● Prompt A
Could you lay out the records below as a numbered list, running from the line with "find the dragonfly abdomen in the photo above" through the end of the records, with blank lines and pictures left out?

● Extract to read
════════════════════

In Context Semi-Supervised Learning¶

Conference: ICLR2026
OpenReview: https://openreview.net/forum?id=lqrpmqrTnH
Code: https://github.com/Jason-fan20/ICL_Semi
Area: Semi-Supervised Learning / In-Context Learning / Representation Learning
Keywords: Semi-supervised learning, in-context learning, Transformer, Laplacian Eigenmaps, spectral representation learning

TL;DR¶

This paper introduces the In-Context Semi-Supervised Learning (IC-SSL) problem and constructs a two-stage Transformer. It first learns geometric spectral representations from a large number of unlabeled samples within the same context, then executes categorical ICL with a few labels during forward propagation, significantly improving classification accuracy and cross-geometric generalization in low-label scenarios.

Background & Motivation¶

Background: Theoretical research on the In-Context Learning (ICL) of Transformers has recently focused on the idea that "given several labeled examples, the model equivalently executes a learning algorithm during forward propagation." In settings such as linear regression, RKHS non-linear functions, and categorical outputs, existing works have proven or explained how attention layers simulate gradient descent to infer latent functions using input-output pairs in the context.

Limitations of Prior Work: Most of these analyses assume that context samples are explicitly labeled or treat each unlabeled query as an independent prediction target. Real-world semi-supervised scenarios are often the opposite: labels are scarce while unlabeled points are abundant, and these unlabeled points themselves contain structures such as clusters, manifolds, and local neighborhoods. If ICL only considers a few labels without utilizing the geometric structure formed by these unlabeled points, the most critical information in semi-supervised learning is wasted.

Key Challenge: The classic assumption of semi-supervised learning is that "neighboring points or points on the same manifold should share label structures," but standard ICL contexts are usually organized as independent demonstrations. Thus, the question becomes: Can a Transformer construct representations from an unlabeled context and propagate a few labels along this representation space directly in a single forward pass, without offline preprocessing?

Goal: The authors formalize this problem as IC-SSL: given \(n\) input points where the first \(m\) are labeled and the remaining \(n-m\) are unlabeled at test time, the model needs to utilize all inputs \(x^{(1)},\ldots,x^{(n)}\) and a few labels \(y^{(1)},\ldots,y^{(m)}\) simultaneously to predict the categories of the remaining samples. The key is not fine-tuning Transformer parameters but completing a semi-supervised learning process within the context.

════════════════════

● Prompt B
Can you carry on the summary of the In-Context Semi-Supervised Learning paper above, starting right after its last sentence?

● Excerpts from point annotation data

════════════════════

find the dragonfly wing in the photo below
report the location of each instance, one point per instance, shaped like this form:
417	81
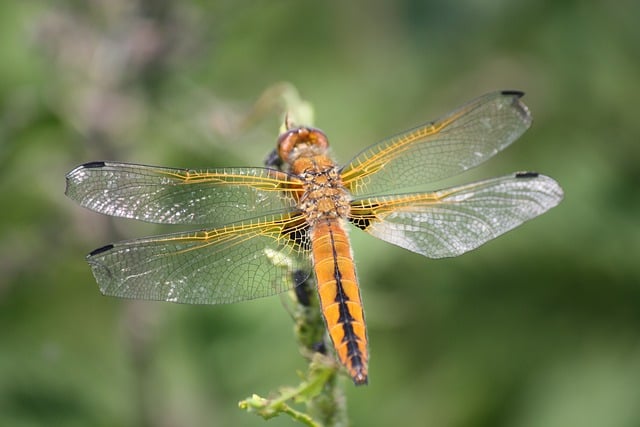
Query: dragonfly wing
453	221
457	142
223	265
180	196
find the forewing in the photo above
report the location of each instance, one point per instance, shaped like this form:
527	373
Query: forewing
461	140
453	221
224	265
181	196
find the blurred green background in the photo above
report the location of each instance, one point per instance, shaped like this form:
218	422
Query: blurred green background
540	327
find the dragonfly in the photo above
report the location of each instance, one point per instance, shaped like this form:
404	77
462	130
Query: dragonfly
259	227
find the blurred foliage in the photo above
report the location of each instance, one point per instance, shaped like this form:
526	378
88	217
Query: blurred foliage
538	328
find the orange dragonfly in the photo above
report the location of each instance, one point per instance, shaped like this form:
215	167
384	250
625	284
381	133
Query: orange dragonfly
262	225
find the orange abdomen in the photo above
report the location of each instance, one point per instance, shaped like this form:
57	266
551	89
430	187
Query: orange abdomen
340	295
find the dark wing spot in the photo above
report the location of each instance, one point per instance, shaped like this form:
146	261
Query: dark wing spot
527	175
100	250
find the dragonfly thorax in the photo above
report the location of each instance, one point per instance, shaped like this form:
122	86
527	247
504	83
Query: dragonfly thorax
301	142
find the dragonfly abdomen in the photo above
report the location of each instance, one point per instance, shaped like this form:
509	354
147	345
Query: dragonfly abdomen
340	296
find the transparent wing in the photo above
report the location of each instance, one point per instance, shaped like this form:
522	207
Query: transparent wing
181	196
453	221
461	140
223	265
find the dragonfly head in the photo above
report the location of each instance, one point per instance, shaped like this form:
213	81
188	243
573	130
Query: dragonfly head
301	142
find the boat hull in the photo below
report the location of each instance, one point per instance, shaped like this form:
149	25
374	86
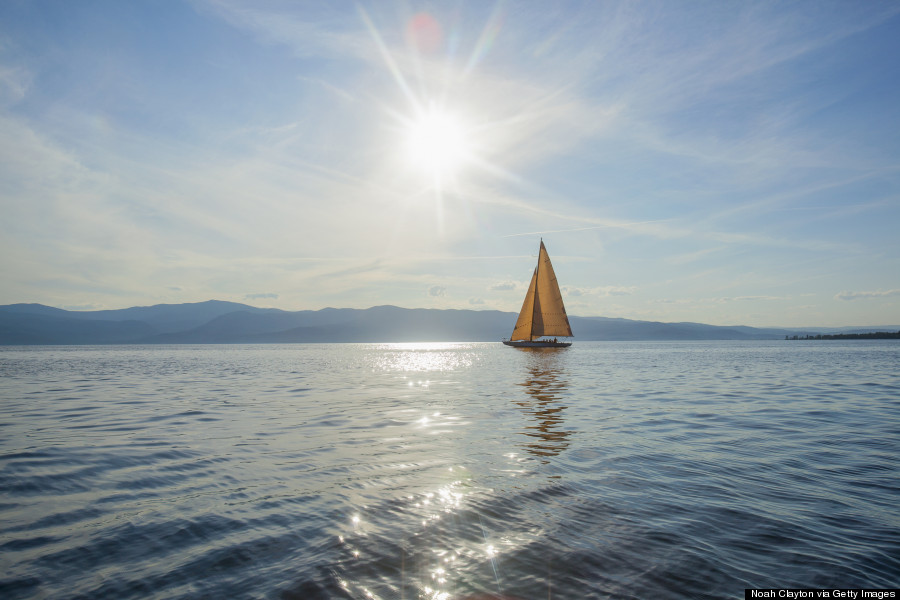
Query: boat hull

════════════════════

● Response A
1. find the dragonfly abdomen in the photo above
2. report the location of each instance, one point per instance, shaped like this form:
3. 509	354
4. 147	345
5. Query: dragonfly abdomen
6. 340	296
7. find the transparent wing in the photo above
8. report the location of each instance, one point per instance, shaped like this form:
9. 522	207
10. Query: transparent wing
11. 181	196
12. 453	221
13. 461	140
14. 223	265
15. find the dragonfly head in the photo above
16. report the location of each instance, one point per instance, shaped like this form:
17. 213	81
18. 188	243
19. 573	130
20. Query: dragonfly head
21. 301	142
22. find the boat hull in the photo below
23. report the location of each instance, one point per instance, shaped like this form:
24. 149	25
25. 374	86
26. Query: boat hull

● Response B
Key Insight: The paper approaches the problem through spectral geometry and graph semi-supervised learning. Traditional methods construct an adjacency graph and graph Laplacian from all samples, compute Laplacian Eigenmaps as manifold representations, and then perform classification with a few labels. The authors observe that RBF attention naturally expresses local similarity, while linear attention is suitable for simulating power iteration. Therefore, the Transformer architecture has the potential to map this spectral representation learning pipeline into its forward pass.

Core Idea: Use a Transformer to first compute geometry-aware Laplacian Eigenmap representations \(\phi(X)\) within the context, then implement functional gradient descent of categorical cross-entropy on these representations using attention, allowing the unlabeled context to transform from "prediction targets" into "training signals for constructing representations."

Method¶

Overall Architecture¶

The proposed method can be understood as an end-to-end trained two-stage Transformer with an explicit algorithmic interpretation. The first stage, TFrep, only looks at all input points without labels, with the goal of recovering the manifold structure among samples within the context. The second stage, TFsup, attaches the few labels to these representations and uses a categorical ICL head to output prediction probabilities for all unlabeled points. The two stages are combined into a single Transformer and trained end-to-end using IC-SSL cross-entropy.

Specifically, the input context is \(C=\{(x^{(1)},y^{(1)}),\ldots,(x^{(m)},y^{(m)})\}\cup\{x^{(m+1)},\ldots,x^{(n)}\}\). The first stage produces context-dependent representations \(\phi^{(i)}\) based on all \(x\), so \(\phi^{(i)}\) is not just a single-point encoding of \(x^{(i)}\) but a representation dependent on the entire batch \(X\). The second stage updates an implicit classification function \(f\) in the \(\phi\) space based on the few labels and obtains \(P(y^{(i)}\mid X)\) via a softmax form.

graph TD
    A["Context Input<br/>Few Labels + Many Unlabeled Points"] --> B["Contextual Spectral Repr. Learning<br/>Laplacian + Eigenmap"]
    B --> C["Functional Gradient Descent<br/>in Categorical ICL Head"]
    C --> D["End-to-End Training<br/>and Mechanistic Reference"]
    D --> E["Unlabeled Points<br/>Category Probabilities"]

The key to this framework is that the paper does not treat Laplacian Eigenmap as external feature engineering. The authors first provide a constructability argument: certain attention/MLP configurations can approximately implement graph Laplacian construction, eigenvector extraction, and categorical gradient descent. During actual training, these modules are optimized end-to-end, allowing the model to deviate from strict algorithms to achieve better empirical performance.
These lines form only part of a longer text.